- Collected data entries
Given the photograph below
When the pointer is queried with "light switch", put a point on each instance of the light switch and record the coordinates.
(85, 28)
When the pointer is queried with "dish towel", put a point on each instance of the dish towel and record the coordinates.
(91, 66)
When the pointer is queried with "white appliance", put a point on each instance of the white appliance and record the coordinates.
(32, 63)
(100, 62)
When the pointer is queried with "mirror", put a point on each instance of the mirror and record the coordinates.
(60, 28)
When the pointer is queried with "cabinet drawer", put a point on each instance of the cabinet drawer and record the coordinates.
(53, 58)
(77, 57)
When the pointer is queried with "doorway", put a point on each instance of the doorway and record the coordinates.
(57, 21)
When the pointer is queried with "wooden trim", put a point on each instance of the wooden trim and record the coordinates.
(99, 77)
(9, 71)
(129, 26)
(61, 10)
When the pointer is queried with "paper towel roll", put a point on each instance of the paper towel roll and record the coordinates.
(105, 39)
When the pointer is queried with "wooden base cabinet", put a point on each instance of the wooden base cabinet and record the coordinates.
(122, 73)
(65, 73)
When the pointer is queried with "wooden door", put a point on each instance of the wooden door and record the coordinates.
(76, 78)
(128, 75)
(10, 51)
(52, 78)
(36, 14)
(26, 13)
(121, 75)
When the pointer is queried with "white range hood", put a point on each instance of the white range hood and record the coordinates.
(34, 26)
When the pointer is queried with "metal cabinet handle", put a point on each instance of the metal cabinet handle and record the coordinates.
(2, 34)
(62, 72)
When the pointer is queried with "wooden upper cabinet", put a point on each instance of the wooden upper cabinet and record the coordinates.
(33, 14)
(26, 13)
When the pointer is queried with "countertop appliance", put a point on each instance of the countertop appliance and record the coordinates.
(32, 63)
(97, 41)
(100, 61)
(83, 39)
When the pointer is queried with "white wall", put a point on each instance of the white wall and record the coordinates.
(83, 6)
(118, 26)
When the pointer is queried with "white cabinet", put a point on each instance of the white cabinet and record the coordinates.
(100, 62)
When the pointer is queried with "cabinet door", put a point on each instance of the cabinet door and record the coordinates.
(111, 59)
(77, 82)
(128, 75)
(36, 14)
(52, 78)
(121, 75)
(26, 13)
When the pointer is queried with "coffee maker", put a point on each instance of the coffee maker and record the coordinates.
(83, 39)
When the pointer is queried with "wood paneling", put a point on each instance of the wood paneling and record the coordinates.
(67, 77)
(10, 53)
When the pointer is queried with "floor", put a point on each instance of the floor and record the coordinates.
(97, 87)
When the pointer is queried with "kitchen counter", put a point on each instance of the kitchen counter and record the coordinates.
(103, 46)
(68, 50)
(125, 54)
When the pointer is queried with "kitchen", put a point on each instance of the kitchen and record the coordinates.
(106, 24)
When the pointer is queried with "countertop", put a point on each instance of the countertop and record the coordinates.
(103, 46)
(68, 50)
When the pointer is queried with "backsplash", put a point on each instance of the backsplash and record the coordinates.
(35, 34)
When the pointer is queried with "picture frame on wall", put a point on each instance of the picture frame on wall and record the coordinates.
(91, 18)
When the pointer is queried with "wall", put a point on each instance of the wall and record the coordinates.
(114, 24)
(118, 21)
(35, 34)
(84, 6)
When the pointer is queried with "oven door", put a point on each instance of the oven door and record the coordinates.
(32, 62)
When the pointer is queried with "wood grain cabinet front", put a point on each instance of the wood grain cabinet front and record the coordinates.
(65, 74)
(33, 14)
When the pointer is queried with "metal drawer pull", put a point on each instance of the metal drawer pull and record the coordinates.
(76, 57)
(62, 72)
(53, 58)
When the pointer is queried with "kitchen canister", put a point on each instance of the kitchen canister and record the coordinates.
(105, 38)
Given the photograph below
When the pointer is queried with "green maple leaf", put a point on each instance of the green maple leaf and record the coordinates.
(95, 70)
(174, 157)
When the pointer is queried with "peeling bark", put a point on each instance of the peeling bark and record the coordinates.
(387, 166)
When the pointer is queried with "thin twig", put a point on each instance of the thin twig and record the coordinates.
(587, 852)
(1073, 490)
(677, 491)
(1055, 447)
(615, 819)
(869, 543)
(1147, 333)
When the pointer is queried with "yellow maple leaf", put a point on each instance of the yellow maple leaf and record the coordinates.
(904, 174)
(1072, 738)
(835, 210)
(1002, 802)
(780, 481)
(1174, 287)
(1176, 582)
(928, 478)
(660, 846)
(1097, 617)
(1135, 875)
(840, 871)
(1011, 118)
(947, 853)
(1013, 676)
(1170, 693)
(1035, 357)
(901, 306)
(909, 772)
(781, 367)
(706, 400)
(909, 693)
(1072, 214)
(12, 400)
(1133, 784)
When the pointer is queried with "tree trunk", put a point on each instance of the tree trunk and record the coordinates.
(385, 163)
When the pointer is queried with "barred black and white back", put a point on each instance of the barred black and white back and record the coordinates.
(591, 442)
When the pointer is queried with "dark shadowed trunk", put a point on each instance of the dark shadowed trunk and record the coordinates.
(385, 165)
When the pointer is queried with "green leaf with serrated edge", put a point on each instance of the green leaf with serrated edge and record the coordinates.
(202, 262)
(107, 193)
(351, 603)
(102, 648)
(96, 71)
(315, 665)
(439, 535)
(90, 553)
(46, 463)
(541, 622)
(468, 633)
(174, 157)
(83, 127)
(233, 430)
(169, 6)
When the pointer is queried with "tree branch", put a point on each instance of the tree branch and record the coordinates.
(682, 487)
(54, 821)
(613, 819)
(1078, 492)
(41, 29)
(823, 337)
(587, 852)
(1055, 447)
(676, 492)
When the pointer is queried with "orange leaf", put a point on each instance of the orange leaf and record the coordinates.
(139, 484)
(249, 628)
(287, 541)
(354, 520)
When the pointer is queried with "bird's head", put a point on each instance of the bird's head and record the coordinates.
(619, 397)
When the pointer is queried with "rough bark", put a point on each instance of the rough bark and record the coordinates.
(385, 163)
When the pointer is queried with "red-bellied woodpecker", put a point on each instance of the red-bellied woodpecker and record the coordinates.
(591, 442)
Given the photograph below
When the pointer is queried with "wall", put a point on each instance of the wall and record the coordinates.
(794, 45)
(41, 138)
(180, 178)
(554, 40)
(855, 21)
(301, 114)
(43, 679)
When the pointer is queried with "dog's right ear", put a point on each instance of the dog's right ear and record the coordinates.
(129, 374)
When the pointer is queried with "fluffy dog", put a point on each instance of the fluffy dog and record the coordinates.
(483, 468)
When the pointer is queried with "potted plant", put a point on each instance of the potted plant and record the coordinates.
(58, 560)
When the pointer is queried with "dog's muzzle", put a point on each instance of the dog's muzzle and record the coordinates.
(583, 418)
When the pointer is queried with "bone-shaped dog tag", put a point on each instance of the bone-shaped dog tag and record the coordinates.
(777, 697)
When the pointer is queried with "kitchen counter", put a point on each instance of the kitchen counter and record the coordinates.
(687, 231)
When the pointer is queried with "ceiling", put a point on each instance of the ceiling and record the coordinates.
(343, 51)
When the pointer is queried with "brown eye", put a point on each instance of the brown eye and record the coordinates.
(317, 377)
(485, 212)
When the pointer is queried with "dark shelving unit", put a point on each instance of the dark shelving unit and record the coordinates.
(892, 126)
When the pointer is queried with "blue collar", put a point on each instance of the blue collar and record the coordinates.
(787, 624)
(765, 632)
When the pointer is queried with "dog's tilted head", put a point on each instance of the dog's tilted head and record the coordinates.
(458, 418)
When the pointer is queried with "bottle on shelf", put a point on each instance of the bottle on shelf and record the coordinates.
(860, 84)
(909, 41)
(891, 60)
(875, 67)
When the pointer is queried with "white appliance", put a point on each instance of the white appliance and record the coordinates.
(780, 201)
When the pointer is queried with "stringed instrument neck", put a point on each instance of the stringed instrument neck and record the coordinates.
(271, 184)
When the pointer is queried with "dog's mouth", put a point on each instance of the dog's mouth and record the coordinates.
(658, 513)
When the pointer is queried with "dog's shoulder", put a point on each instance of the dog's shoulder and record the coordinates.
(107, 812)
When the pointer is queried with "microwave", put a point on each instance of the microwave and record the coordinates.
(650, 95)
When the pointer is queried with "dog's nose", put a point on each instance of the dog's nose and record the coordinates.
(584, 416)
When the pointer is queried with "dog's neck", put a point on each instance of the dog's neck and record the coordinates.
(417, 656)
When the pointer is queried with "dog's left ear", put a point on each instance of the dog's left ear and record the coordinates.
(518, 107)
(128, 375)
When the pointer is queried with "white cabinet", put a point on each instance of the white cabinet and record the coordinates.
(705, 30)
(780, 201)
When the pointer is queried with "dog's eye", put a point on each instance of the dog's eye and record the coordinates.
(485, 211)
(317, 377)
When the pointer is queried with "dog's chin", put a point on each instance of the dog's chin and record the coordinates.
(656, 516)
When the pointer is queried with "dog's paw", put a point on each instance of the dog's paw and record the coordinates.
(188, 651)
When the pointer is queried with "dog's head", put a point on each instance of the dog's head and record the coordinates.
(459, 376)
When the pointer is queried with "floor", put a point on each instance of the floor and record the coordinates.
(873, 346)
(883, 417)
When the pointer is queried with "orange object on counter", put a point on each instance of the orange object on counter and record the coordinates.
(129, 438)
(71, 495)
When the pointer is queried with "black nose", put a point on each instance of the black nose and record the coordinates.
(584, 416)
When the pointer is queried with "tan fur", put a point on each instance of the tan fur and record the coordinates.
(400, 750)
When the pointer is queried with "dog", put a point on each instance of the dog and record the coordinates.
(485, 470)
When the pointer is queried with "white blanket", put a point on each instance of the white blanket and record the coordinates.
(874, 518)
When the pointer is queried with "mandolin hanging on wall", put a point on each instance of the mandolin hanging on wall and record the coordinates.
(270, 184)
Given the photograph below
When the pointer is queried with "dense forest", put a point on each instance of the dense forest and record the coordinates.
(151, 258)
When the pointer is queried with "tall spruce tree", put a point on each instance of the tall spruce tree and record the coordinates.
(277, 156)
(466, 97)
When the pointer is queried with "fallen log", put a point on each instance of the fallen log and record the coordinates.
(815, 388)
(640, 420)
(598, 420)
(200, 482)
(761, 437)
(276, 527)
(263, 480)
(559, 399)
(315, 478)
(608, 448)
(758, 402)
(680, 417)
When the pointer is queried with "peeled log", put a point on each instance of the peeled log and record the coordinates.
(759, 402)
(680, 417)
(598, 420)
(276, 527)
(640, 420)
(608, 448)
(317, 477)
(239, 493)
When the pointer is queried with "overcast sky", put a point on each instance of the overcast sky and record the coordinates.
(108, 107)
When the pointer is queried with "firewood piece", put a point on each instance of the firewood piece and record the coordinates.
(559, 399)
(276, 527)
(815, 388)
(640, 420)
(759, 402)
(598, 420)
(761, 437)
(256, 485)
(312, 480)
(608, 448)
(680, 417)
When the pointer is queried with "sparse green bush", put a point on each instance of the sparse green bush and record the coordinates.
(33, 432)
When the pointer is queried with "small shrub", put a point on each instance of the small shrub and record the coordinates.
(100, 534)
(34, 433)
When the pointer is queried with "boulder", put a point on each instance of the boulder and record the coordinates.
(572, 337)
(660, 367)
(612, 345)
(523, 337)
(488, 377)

- Task description
Quote every line from the line containing "tree and record the coordinates." through the closing line of the listing, including both.

- Correct result
When the pointer is queried with "tall spruce tree", put a point on each instance of the tall spruce tree and record the coordinates.
(277, 156)
(466, 97)
When the pointer is queried with "fallen log", put a point on each instance of the fallen log and record the coordinates.
(815, 388)
(640, 420)
(598, 420)
(200, 482)
(761, 437)
(276, 527)
(263, 480)
(559, 399)
(315, 478)
(608, 448)
(758, 402)
(680, 417)
When the pointer is queried with "peeled log", put a point on each instance of the peeled log and record the coordinates.
(759, 402)
(680, 417)
(598, 420)
(276, 527)
(640, 420)
(608, 448)
(317, 477)
(239, 493)
When the pointer is queried with "overcast sky", put a point on each instance of the overcast sky and record the coordinates.
(108, 107)
When the pointer is queried with "firewood piece", put a point on each instance of the firewood piece and record the coordinates.
(559, 399)
(276, 527)
(815, 388)
(640, 420)
(759, 402)
(598, 420)
(761, 437)
(256, 485)
(312, 480)
(608, 448)
(680, 417)
When the pointer is queried with "sparse green bush", put a point on each instance of the sparse green bush and record the coordinates.
(33, 432)
When the pointer is queried with "small shrub", put a point on each instance of the small shrub and record the coordinates.
(100, 534)
(34, 433)
When the pointer is queried with "boulder", put a point on each instance of the boulder and record the coordinates.
(572, 337)
(660, 367)
(612, 345)
(523, 337)
(488, 377)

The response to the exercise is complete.